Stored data
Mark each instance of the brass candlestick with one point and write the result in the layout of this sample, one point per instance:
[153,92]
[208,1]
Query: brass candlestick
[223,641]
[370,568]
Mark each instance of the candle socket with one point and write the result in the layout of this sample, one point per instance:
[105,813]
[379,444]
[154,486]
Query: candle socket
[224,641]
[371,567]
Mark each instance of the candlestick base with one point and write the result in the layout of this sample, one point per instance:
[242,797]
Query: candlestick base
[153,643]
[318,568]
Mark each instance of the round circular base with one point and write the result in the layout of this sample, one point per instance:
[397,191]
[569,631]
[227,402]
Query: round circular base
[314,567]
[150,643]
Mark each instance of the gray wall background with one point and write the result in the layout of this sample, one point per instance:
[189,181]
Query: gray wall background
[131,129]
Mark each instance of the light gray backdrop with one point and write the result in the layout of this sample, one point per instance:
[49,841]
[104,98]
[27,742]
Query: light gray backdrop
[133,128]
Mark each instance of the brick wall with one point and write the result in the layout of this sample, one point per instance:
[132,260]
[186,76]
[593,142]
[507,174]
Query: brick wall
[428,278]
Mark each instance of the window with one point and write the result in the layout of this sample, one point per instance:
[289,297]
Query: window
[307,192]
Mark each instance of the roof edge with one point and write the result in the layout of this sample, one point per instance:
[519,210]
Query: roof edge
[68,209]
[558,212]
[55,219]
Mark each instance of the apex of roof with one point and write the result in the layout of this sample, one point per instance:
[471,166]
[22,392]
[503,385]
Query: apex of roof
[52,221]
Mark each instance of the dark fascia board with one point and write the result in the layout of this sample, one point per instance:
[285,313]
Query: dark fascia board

• [Task brief]:
Above are the records; copy every line in them that holds the word "dark".

• [Answer below]:
Mark each instance of the dark fascia board with one point and write the result in the layout of this sample, one point per instance:
Query: dark fascia board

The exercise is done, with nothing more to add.